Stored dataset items
******
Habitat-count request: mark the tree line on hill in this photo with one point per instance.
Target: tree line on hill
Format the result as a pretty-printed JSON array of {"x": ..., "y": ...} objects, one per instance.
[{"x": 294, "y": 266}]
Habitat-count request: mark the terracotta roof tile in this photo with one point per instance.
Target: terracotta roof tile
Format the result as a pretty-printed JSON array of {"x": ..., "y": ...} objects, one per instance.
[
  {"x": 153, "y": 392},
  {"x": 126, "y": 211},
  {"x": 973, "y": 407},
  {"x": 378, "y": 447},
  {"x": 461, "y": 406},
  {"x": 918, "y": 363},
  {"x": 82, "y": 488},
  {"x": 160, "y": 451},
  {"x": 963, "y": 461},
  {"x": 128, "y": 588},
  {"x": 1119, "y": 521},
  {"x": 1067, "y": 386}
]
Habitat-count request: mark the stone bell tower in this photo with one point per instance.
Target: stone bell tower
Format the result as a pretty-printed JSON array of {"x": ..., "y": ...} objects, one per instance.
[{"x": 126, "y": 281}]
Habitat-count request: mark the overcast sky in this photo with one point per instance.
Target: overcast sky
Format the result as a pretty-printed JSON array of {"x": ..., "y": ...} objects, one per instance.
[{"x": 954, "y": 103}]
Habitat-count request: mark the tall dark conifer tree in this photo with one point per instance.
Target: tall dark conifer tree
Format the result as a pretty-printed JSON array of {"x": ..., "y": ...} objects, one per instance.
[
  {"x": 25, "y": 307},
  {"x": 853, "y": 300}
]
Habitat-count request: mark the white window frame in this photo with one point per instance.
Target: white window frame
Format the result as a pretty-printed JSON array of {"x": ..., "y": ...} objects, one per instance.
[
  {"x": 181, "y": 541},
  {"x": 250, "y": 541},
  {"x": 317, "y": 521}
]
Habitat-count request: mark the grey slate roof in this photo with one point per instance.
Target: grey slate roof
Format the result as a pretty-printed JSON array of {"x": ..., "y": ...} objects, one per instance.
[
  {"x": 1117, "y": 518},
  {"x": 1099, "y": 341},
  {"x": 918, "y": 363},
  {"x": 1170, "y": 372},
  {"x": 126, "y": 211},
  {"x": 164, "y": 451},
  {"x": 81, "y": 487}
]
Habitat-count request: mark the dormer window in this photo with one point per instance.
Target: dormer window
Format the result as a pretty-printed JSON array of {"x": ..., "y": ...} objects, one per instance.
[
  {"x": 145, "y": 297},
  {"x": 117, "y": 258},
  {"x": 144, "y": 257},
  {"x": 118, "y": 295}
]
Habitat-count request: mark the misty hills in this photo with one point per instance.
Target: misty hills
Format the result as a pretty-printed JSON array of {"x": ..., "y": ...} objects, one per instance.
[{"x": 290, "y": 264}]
******
• Requirements: Starting at the line that contains "Habitat-count request: mark the stone" and ending with the final line of the records, rewrite those lines in full, requests included. Multiply every x and y coordinate in the answers by 1.9 and round each result to a whole number, with halves rounded up.

• Solution below:
Habitat-count request: mark the stone bell tower in this photo with one point per instance.
Target: stone bell tower
Format the result as a pretty-printed JSON array of {"x": ..., "y": ...} objects, one per instance.
[{"x": 239, "y": 534}]
Habitat-count request: mark the overcast sky in this photo with one point per instance.
Target: overcast sky
Format the result as a pretty-printed JSON array of {"x": ..., "y": ...} objects, one per instance.
[{"x": 1813, "y": 196}]
Habitat-count request: mark the tall dark conifer tree in this photo with one point per instance.
Target: tall dark conifer tree
Format the result as a pretty-printed JSON array of {"x": ..., "y": ...} objects, one per instance.
[
  {"x": 48, "y": 583},
  {"x": 1621, "y": 570}
]
Habitat-count request: mark the white window frame in this photo with one point per instance.
Target: white window frame
Format the result as a pretty-printed JSON array of {"x": ..., "y": ...} objects, one per instance.
[
  {"x": 344, "y": 1028},
  {"x": 475, "y": 1028},
  {"x": 602, "y": 990}
]
Habitat-count request: mark the grey slate roof in this photo with one point per instance.
Target: grey slate roof
Format the result as a pretty-printed JSON array of {"x": ..., "y": ...} objects, one per instance.
[
  {"x": 2122, "y": 984},
  {"x": 2088, "y": 648},
  {"x": 1744, "y": 690},
  {"x": 2223, "y": 707},
  {"x": 239, "y": 401},
  {"x": 312, "y": 857},
  {"x": 154, "y": 925}
]
Habitat-count request: mark the dormer window in this photo with one point per instance.
Target: dormer window
Format the result as a pretty-printed JSON array of {"x": ..., "y": ...} objects, one per instance.
[
  {"x": 276, "y": 564},
  {"x": 222, "y": 490},
  {"x": 274, "y": 488},
  {"x": 224, "y": 561}
]
Habitat-count request: mark the misty hills in this photo with one point per instance.
Target: misty hills
Format the result as a pretty-printed JSON array of {"x": ..., "y": ...} objects, one per instance.
[{"x": 551, "y": 502}]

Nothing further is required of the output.